## Given request
Please copy the rows below, replacing every "trail-cam" with "game camera" and changing nothing else.

## Extracted information
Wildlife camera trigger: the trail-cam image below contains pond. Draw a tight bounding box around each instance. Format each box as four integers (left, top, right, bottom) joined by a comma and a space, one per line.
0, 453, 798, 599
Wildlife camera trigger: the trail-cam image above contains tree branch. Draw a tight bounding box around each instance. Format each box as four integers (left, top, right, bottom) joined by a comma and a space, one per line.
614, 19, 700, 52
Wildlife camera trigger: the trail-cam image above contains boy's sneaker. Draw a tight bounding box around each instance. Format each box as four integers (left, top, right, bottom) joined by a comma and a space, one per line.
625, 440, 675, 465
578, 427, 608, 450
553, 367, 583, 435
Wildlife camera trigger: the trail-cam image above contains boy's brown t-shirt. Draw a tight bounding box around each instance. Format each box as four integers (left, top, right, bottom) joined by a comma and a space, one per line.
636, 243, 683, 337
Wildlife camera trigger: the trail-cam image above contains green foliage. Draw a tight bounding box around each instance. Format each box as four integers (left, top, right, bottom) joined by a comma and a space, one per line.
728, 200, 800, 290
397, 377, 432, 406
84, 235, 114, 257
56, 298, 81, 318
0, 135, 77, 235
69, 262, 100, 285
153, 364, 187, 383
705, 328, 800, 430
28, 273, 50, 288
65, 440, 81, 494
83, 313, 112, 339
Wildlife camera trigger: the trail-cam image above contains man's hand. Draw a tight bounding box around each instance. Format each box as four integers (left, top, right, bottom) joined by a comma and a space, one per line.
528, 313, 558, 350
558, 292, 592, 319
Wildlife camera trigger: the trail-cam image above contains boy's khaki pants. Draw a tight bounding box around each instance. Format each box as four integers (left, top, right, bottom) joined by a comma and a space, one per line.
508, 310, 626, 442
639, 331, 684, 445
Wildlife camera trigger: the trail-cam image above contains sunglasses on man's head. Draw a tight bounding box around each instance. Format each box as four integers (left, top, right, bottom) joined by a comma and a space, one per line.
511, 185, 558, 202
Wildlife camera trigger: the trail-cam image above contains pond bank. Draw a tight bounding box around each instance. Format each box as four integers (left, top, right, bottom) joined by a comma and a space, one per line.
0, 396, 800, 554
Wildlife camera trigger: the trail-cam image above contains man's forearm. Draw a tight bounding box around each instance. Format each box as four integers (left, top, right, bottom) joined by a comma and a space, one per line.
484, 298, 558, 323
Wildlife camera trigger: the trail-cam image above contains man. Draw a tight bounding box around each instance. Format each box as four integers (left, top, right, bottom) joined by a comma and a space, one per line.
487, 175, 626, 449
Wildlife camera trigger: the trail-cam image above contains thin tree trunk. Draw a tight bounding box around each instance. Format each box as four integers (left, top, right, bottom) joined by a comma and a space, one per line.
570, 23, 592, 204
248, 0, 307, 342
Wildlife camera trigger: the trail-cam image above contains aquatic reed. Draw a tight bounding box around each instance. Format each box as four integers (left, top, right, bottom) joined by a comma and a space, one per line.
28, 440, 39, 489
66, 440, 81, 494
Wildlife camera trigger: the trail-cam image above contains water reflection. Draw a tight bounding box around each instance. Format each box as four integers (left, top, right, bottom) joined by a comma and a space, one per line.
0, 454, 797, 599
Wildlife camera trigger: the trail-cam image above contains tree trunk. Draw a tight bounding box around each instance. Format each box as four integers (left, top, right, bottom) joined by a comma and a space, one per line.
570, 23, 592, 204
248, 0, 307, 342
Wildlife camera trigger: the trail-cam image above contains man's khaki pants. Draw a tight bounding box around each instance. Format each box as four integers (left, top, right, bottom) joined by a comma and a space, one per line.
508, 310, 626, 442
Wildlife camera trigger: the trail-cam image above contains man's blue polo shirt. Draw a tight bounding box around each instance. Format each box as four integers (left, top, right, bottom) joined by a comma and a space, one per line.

## Result of the exercise
Wildlife camera trigger: the game camera image below contains pond. Draw a tight bounding box around each instance. Format each box as four integers (left, top, right, bottom) joined by a comma and a space, one per line.
0, 453, 798, 599
Wildlife camera trigger: the game camera image above contains tree branch. Draw a tight bounding box around each instance. Format each box as four integers (left, top, right, bottom) joined by a comma and a space, one per line.
614, 19, 700, 52
Wildlife camera trigger: the game camera image above contains boy's sneaker. Draw a tight bounding box around each instance. Format each box as four integers (left, top, right, bottom) joined by a comma and a space, one per line.
625, 440, 675, 465
578, 427, 608, 450
553, 367, 583, 435
Wildlife camera trigger: the game camera image above contains boy's brown t-shirt. Draw a tight bounding box around each instance. Format each box as four integers (left, top, right, bottom) joined by a comma and a space, one per line.
636, 243, 683, 337
Wildlife camera trigger: the game camera image above contains green foliage. Draw a tight bounding box around each instance. Format each box as four integers (left, top, right, bottom) joined by a comma and a space, one per line.
728, 200, 800, 290
397, 377, 432, 406
84, 235, 114, 257
56, 298, 81, 318
0, 135, 77, 235
69, 262, 100, 285
153, 364, 187, 383
705, 328, 800, 430
28, 273, 50, 288
65, 440, 81, 494
83, 313, 112, 339
Wildlife camera trigger: the game camera image above contains man's hand. Draw a tight bounding box around each instance. Format each box as four integers (left, top, right, bottom) joined by a comma and a space, one per line.
528, 313, 558, 350
558, 292, 592, 319
Wildlife camera trigger: the game camera image above contains boy's khaki pants. Draw a tight bounding box around each instance. Format each box as four integers (left, top, right, bottom) joined by a comma and a space, one per line.
508, 310, 626, 442
639, 331, 684, 445
Wildlife camera trigger: the game camera image above contains sunglasses on man's head. Draw a tight bounding box around each instance. Format each box as four integers (left, top, right, bottom) joined by a comma and a space, one per line.
511, 185, 558, 202
Wildlife camera trigger: the game camera image above contains pond bank. Draw a tight bounding box around each instance. Format each box as four integers (left, top, right, bottom) joined by a comma and a space, one per line.
0, 396, 800, 554
Wildlife camera trigger: the game camera image above contains man's forearm. Draw a tight bounding box around each instance. Format each box as four integers (left, top, right, bottom) joined by a comma and a space, one per line.
484, 298, 558, 323
Wildlife camera trigger: the game camera image above contains man. Draw a tight bounding box around each instance. Format each box as four integers (left, top, right, bottom) joined by a comma and a space, one per line.
487, 175, 626, 449
Wildlife camera trigger: the game camera image above contains thin tree trunk. Draw a tight bounding box around each instance. Format each box as four integers (left, top, right, bottom) joined by a comma and a space, one per line.
570, 23, 592, 204
248, 0, 307, 342
Wildlife camera trigger: the game camera image above contains aquatic reed. Draw a tight bounding box around each instance. Format each box as four integers (left, top, right, bottom) joined by a comma and a space, one per line.
28, 440, 39, 489
66, 440, 81, 494
Wildlife camera trigger: the game camera image above contains water reflection. Draw a tight bounding box around each instance. Format each box as four integers (left, top, right, bottom) joined by a comma and a space, one per line.
0, 454, 797, 599
Wildlife camera trigger: the game camera image above contains tree trunk. Draw a tight bounding box around each instance. Format each box as four integers (left, top, right, bottom) joined by a comma and a space, one per line.
570, 23, 592, 204
248, 0, 307, 342
Wildlife camera trigger: the game camera image above contains man's khaki pants. Draw a tight bounding box around each instance. Format each box as four integers (left, top, right, bottom) joined by a comma and a space, one per line.
508, 310, 626, 442
Wildlife camera trigger: the game camera image above contains man's blue polo shirt. Draw a tight bounding box around each instance. Format each box as four integers (left, top, right, bottom) joined by a comma and a space, one per line.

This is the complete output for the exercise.